*TASK STATEMENT*
Turn the entries below into a Markdown table with two columns, Row and Line. Give each nonblank line its own numbered row and omit any blank lines.

━━━━━ TASK INPUTS

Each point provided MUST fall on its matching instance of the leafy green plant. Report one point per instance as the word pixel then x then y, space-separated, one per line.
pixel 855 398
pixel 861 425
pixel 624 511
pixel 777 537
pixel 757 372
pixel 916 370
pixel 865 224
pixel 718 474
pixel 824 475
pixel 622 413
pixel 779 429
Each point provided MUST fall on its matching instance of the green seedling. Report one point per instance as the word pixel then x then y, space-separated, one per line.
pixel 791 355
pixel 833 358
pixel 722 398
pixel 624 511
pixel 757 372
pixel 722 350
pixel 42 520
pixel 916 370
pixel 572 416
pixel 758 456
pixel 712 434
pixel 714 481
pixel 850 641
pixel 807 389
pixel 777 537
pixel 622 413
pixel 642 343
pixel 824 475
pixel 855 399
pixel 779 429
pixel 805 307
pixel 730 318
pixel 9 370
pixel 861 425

━━━━━━━━━━

*TASK RESULT*
| Row | Line |
|---|---|
| 1 | Each point provided MUST fall on its matching instance of the leafy green plant. Report one point per instance as the word pixel then x then y, space-separated, one per line. |
| 2 | pixel 855 398 |
| 3 | pixel 861 425 |
| 4 | pixel 624 511 |
| 5 | pixel 777 537 |
| 6 | pixel 757 372 |
| 7 | pixel 916 370 |
| 8 | pixel 865 224 |
| 9 | pixel 718 474 |
| 10 | pixel 824 475 |
| 11 | pixel 622 413 |
| 12 | pixel 779 429 |
| 13 | Each point provided MUST fall on its matching instance of the green seedling. Report one point per instance as the word pixel then x then y, space-separated, one per line. |
| 14 | pixel 791 355 |
| 15 | pixel 833 358 |
| 16 | pixel 722 398 |
| 17 | pixel 624 511 |
| 18 | pixel 757 372 |
| 19 | pixel 722 350 |
| 20 | pixel 42 520 |
| 21 | pixel 916 370 |
| 22 | pixel 572 416 |
| 23 | pixel 758 456 |
| 24 | pixel 712 434 |
| 25 | pixel 714 481 |
| 26 | pixel 850 641 |
| 27 | pixel 807 389 |
| 28 | pixel 777 537 |
| 29 | pixel 622 413 |
| 30 | pixel 642 343 |
| 31 | pixel 824 475 |
| 32 | pixel 855 399 |
| 33 | pixel 779 429 |
| 34 | pixel 805 307 |
| 35 | pixel 730 318 |
| 36 | pixel 9 370 |
| 37 | pixel 861 425 |